__Exercise__
From the first line of the records below through the line containing "column 290, row 351", copy everything exactly and nothing more.

__Available data__
=== Section Start ===
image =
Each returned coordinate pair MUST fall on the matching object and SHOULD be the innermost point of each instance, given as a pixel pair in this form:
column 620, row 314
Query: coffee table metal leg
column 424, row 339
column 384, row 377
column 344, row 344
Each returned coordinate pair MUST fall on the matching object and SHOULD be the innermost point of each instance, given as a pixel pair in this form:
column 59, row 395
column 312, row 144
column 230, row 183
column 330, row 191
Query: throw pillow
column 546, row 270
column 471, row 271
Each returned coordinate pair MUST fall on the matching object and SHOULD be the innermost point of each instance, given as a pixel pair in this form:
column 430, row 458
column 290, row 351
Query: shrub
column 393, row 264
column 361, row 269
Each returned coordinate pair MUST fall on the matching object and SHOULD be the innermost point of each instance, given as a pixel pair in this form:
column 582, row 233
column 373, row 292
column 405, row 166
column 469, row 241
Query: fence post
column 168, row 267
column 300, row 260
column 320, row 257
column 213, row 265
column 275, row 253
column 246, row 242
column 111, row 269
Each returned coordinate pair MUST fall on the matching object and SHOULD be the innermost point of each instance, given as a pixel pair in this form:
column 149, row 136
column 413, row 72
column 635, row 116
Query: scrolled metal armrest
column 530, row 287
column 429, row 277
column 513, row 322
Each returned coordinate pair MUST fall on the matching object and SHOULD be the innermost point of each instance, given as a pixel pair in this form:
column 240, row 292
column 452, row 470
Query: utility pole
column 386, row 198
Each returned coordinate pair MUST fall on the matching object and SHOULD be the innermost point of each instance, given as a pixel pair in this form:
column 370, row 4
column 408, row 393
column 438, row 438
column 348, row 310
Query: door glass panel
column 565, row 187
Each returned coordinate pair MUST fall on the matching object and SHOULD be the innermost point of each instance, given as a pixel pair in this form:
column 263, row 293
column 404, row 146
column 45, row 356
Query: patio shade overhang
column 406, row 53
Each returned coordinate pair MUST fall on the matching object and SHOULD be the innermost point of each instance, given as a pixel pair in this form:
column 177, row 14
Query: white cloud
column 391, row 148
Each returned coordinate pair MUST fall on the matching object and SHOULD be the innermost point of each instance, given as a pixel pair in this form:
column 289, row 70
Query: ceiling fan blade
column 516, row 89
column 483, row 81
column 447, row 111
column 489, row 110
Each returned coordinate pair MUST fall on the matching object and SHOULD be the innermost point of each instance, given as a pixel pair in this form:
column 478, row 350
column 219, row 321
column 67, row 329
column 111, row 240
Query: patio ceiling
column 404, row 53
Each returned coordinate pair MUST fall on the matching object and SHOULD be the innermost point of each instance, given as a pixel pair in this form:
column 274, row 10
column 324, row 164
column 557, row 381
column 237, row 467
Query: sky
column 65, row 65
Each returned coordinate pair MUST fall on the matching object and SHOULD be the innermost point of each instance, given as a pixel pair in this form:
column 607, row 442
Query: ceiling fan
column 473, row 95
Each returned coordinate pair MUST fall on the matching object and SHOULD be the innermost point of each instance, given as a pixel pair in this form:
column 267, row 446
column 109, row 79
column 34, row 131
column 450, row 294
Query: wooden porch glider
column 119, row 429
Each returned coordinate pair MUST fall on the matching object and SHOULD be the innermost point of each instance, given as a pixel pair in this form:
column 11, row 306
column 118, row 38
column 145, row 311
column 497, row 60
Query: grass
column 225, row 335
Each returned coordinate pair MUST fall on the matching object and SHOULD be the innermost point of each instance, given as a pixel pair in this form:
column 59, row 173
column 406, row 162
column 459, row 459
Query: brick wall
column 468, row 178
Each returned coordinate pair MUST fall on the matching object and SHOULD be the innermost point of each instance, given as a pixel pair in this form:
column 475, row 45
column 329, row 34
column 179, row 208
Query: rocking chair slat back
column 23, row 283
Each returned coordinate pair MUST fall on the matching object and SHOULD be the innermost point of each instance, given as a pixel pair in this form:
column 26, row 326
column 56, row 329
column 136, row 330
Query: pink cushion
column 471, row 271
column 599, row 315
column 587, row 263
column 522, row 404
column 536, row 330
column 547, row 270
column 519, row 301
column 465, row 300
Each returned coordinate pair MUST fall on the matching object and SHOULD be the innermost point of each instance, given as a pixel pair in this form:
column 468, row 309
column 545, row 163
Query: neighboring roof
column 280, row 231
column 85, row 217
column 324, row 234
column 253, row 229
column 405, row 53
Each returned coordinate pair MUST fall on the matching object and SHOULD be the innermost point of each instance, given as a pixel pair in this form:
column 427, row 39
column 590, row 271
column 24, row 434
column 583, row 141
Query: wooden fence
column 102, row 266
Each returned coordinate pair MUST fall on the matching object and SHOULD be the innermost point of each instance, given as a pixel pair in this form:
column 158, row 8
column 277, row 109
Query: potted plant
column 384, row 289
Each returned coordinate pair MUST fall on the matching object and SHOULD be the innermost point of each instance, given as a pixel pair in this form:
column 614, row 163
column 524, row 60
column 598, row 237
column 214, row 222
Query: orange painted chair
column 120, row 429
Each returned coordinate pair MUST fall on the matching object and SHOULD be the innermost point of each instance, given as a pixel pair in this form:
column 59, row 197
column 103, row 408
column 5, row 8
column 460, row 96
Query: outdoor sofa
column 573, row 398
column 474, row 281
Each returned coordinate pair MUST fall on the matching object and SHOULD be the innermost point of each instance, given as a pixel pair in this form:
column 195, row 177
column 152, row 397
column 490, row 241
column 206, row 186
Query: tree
=== Section End ===
__Result below__
image =
Each returned coordinate pair MUST fall on the matching object and SHOULD be the innermost point of each instance, given as a pixel pair in this form:
column 620, row 314
Query: coffee table metal leg
column 424, row 339
column 384, row 377
column 344, row 344
Each returned coordinate pair MUST fall on the matching object and SHOULD be the innermost point of each instance, given as a pixel pair in this form:
column 59, row 395
column 312, row 144
column 230, row 183
column 330, row 191
Query: throw pillow
column 546, row 270
column 471, row 271
Each returned coordinate pair MUST fall on the matching object and SHOULD be the innermost point of each instance, given as a pixel pair in this form:
column 430, row 458
column 290, row 351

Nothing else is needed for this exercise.